Copy every entry below word for word, keeping each line as it appears.

* START DATASET RECORDS *

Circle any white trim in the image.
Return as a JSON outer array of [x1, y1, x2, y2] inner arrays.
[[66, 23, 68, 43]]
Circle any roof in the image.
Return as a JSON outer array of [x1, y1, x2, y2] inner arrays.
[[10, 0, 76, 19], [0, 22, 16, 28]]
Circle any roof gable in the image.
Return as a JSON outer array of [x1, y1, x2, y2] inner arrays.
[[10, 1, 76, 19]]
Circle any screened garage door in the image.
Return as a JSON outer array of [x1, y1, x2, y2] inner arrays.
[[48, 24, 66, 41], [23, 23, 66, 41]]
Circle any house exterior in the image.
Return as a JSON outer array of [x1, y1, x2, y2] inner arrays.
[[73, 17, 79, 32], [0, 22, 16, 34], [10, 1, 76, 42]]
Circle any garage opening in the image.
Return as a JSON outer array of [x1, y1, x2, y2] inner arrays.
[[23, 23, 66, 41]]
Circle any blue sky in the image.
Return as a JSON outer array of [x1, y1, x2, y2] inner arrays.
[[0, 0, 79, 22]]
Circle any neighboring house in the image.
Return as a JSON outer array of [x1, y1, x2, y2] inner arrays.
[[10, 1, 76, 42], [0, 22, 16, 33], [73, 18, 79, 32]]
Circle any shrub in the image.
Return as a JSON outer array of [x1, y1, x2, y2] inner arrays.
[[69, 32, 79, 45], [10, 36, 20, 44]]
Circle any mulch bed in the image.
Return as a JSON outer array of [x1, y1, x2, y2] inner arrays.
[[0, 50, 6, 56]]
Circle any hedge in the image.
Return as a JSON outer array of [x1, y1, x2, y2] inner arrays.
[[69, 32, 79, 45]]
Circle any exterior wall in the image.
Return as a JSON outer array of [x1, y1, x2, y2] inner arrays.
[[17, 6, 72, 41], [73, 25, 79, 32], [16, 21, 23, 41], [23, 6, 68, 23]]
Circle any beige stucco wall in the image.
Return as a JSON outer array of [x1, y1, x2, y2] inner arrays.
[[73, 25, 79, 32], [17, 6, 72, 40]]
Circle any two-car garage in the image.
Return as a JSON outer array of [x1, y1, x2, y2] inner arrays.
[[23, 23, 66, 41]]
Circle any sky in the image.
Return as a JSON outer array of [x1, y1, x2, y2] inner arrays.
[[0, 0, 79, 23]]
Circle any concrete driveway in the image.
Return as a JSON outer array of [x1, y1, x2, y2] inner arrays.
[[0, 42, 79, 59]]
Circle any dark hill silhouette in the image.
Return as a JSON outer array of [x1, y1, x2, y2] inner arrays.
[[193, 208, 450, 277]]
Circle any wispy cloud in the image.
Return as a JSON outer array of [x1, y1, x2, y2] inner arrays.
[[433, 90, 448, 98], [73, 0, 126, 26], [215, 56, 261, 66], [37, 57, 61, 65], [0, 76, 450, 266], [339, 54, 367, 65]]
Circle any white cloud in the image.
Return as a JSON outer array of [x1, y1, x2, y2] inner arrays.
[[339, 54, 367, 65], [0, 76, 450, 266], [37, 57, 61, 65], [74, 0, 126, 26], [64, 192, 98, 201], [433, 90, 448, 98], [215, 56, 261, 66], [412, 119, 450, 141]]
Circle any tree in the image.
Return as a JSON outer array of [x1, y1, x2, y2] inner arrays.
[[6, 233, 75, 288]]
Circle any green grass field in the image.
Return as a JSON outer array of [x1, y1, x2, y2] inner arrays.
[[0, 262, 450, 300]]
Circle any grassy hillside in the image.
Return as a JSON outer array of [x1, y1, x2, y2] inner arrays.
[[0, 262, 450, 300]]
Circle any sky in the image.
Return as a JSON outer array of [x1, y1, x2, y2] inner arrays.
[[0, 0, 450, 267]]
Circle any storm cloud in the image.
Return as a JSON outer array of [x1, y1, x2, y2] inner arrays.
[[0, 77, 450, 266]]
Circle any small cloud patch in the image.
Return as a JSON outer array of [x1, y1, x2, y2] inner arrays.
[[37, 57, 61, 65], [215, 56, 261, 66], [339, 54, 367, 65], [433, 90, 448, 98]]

* END DATASET RECORDS *

=== COMPLETED TASK ===
Circle any white trim in the image.
Return as a JSON outer array of [x1, y1, x2, y2] inner arrays.
[[66, 23, 68, 43]]
Circle any roof in the image.
Return as a JSON outer array of [x1, y1, x2, y2] inner arrays.
[[10, 0, 76, 19], [0, 22, 16, 28]]
Circle any roof gable in the image.
Return as a JSON outer array of [x1, y1, x2, y2] inner arrays.
[[10, 1, 76, 19]]
Circle any screened garage door in the image.
Return as a JSON outer array of [x1, y1, x2, y2] inner arrays.
[[48, 24, 66, 41], [23, 23, 66, 41]]
Circle any house exterior in the image.
Return as a JSON outer array of [x1, y1, x2, y2] inner arrays.
[[73, 17, 79, 32], [0, 22, 16, 34], [10, 1, 76, 42]]
Circle any garage opening in the image.
Return as a JSON outer array of [x1, y1, x2, y2] inner arrays.
[[23, 23, 66, 41]]
Circle any blue sky in the image.
Return as a JSON outer array of [x1, y1, x2, y2] inner arrays.
[[0, 0, 79, 22]]
Circle any neighboring house in the image.
Return as a JSON outer array of [x1, y1, x2, y2] inner arrays.
[[10, 1, 76, 42], [0, 22, 16, 33], [73, 18, 79, 32]]
Circle any shrub in the image.
Return as a JSON outer array of [x1, y1, x2, y2] inner arrays.
[[69, 32, 79, 45], [10, 36, 20, 44]]
Circle any mulch bed in the image.
Return as a JSON outer array of [x1, y1, x2, y2] inner arrays.
[[0, 50, 6, 56]]
Circle any hedge in the image.
Return as a JSON outer array of [x1, y1, x2, y2] inner arrays.
[[69, 32, 79, 45]]
Circle any exterior wall in the image.
Return as a JSON outer array of [x1, y1, x2, y2] inner arrays.
[[17, 6, 72, 41], [73, 25, 79, 32], [16, 21, 23, 41], [23, 6, 68, 23]]
Circle any beige stucco wall in the image.
Return as a JSON outer array of [x1, y1, x2, y2] inner arrays.
[[73, 25, 79, 32], [17, 6, 72, 40]]
Circle any two-car garage in the image.
Return as a JSON outer array of [x1, y1, x2, y2] inner arrays.
[[23, 23, 66, 41]]
Circle any sky in the image.
Return as a JSON outer array of [x1, y1, x2, y2] inner arrays.
[[0, 0, 79, 23]]
Circle any concrete driveway in the image.
Return as a JSON outer array of [x1, y1, x2, y2] inner arrays.
[[0, 42, 79, 59]]
Circle any dark hill silhouette in the image.
Return as a JSON outer array of [x1, y1, x2, y2] inner arrays.
[[193, 208, 450, 277]]
Circle any wispy cloud in the image.
Return as a JSON outer array of [x1, y1, x2, y2] inner arrays.
[[433, 90, 448, 98], [73, 0, 126, 26], [215, 56, 261, 66], [37, 57, 61, 65], [0, 76, 450, 266], [339, 54, 367, 65]]
Circle any white cloud in the image.
Return as a JSON outer array of [x1, y1, x2, y2] inner arrays.
[[339, 54, 367, 65], [0, 76, 450, 266], [37, 57, 61, 65], [74, 0, 126, 26], [64, 192, 98, 201], [433, 90, 448, 98], [215, 56, 261, 66], [412, 119, 450, 141]]
Circle any tree in the image.
Return as a JSON outer array of [x1, y1, x2, y2] inner arrays.
[[6, 233, 75, 288]]
Circle any green grass field in the image.
Return as a JSON outer array of [x1, y1, x2, y2] inner arrays.
[[0, 262, 450, 300]]
Circle any grassy hillside in the image.
Return as a JSON outer array of [x1, y1, x2, y2] inner arrays.
[[0, 262, 450, 300]]
Circle any sky in the image.
Return as a JSON outer array of [x1, y1, x2, y2] inner arrays.
[[0, 0, 450, 267]]
Circle any storm cloud in the image.
Return as a JSON outer array of [x1, y1, x2, y2] inner arrays.
[[0, 77, 450, 266]]
Circle any small cloud patch in the image.
Return as a JSON outer array of [x1, y1, x2, y2] inner arrays.
[[37, 57, 61, 65], [215, 56, 261, 66], [339, 54, 367, 65], [433, 90, 448, 98]]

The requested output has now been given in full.